(Stated goal):
Could you write out the entries again from the start up to and including the line with "point(271, 49)", adding -130 to each coordinate in the answer points while leaving the requests and their sample points as they are?

** START OF Given records **

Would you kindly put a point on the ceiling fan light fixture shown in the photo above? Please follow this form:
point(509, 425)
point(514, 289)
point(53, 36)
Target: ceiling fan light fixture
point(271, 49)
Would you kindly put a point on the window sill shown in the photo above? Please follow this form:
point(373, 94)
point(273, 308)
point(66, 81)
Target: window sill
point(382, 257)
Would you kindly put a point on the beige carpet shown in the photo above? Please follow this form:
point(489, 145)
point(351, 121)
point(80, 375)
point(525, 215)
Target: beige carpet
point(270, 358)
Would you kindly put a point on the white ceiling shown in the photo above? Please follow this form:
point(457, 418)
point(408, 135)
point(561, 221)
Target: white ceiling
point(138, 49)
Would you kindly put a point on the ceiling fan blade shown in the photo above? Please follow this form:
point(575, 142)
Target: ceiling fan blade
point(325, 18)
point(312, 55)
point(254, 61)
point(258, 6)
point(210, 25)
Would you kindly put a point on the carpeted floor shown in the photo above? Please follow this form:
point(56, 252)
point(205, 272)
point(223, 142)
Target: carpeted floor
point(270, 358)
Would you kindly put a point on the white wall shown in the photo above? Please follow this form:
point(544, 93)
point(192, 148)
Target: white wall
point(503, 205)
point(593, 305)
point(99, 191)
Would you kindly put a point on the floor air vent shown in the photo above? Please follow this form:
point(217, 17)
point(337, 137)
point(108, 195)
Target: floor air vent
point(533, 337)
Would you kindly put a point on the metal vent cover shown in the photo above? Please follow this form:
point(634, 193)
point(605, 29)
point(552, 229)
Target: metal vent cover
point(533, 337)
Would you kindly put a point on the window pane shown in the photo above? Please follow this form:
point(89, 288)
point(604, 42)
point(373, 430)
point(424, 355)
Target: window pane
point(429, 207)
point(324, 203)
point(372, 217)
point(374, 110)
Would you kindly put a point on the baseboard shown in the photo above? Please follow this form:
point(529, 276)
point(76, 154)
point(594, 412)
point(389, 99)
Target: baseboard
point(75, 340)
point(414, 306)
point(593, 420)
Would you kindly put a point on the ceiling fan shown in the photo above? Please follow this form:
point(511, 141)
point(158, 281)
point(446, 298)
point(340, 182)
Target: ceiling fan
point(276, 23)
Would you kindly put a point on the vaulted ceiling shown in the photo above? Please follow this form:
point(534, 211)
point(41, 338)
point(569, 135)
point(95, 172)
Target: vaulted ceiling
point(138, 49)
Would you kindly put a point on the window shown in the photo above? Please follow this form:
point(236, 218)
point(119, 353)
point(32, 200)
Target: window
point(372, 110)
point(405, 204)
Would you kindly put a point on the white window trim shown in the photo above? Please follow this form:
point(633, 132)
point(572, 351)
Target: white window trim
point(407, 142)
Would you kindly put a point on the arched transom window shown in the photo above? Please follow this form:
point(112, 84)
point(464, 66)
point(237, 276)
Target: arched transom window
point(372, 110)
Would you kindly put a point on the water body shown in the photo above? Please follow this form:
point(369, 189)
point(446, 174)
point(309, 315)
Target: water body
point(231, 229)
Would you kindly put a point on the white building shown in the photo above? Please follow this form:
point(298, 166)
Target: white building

** END OF Given records **

(Complete output):
Would you kindly put a point on the ceiling fan light fixture shown in the photo above? Please follow this form:
point(509, 425)
point(514, 289)
point(53, 36)
Target: ceiling fan light fixture
point(141, -81)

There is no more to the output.